Seitenauszug:
Zu 4.: Photoshop CS3 bringt ganz wunderbare Werkzeuge mit, um Haare wirklich gut freizustellen - Google listet abertausende Ergebnisse.

Zu 3.: Die Schrift geht nicht aus dem Bild heraus - vielmehr ist der Bereich außerhalb des Rahmens transparent und die Schrift ragt in diesen transparenten Bereich hinein.


----------



## RnB-Lady85 (4. Februar 2009)

Hi,

und wie mache ich einen Bereich Trasparent

LG


----------



## Freak (4. Februar 2009)

Auch da weiß Google Rat. 

Du musst erstmal sehen, dass du keine Farbe als festen Hintergrund hast - und dann kannst du einfach einen Bereich ausschneiden und der ist dann transparent.

Erwähnenswert wäre noch, dass e.g. JPEGs am Ende nicht transparent sein können - im Gegensatz zu GIF-Bildern oder PNGs.


----------



## RnB-Lady85 (5. Februar 2009)

Aufgabenstellung:
Welche Bildformate können laut dem Seitenauszug im Gegensatz zu JPEGs transparent sein? Die Daten spielen hierfür keine Rolle.

Bereitgestellte Daten:
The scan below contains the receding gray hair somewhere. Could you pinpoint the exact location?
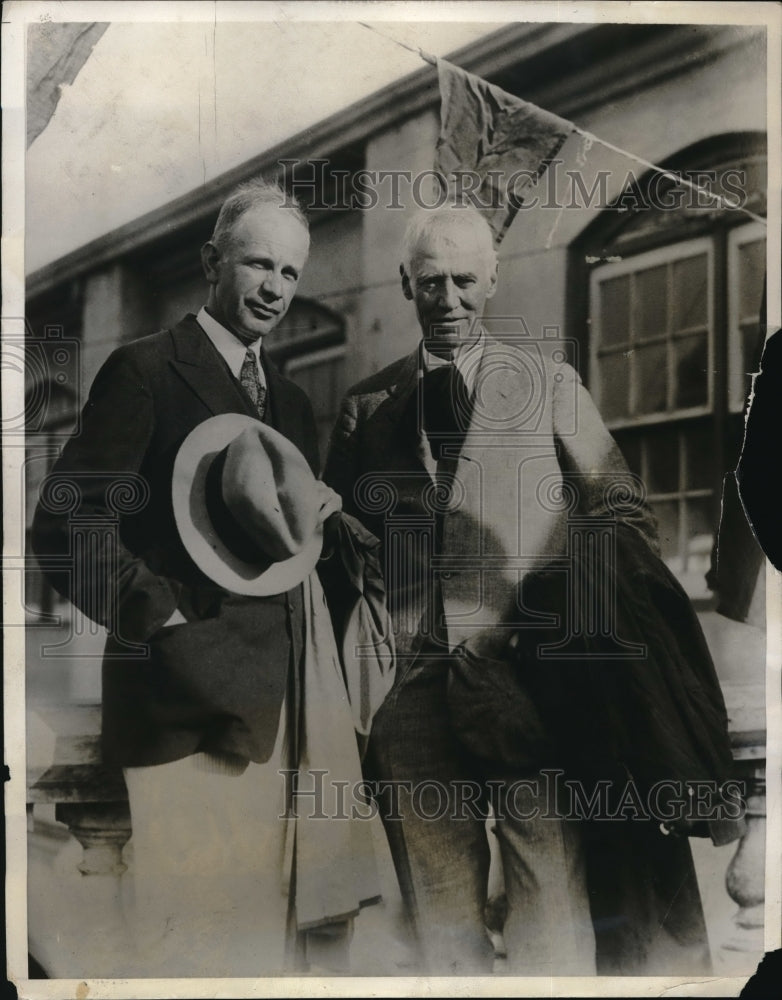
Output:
[401,205,497,275]
[210,177,310,251]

Ergebnis:
GIF-Bilder und PNGs.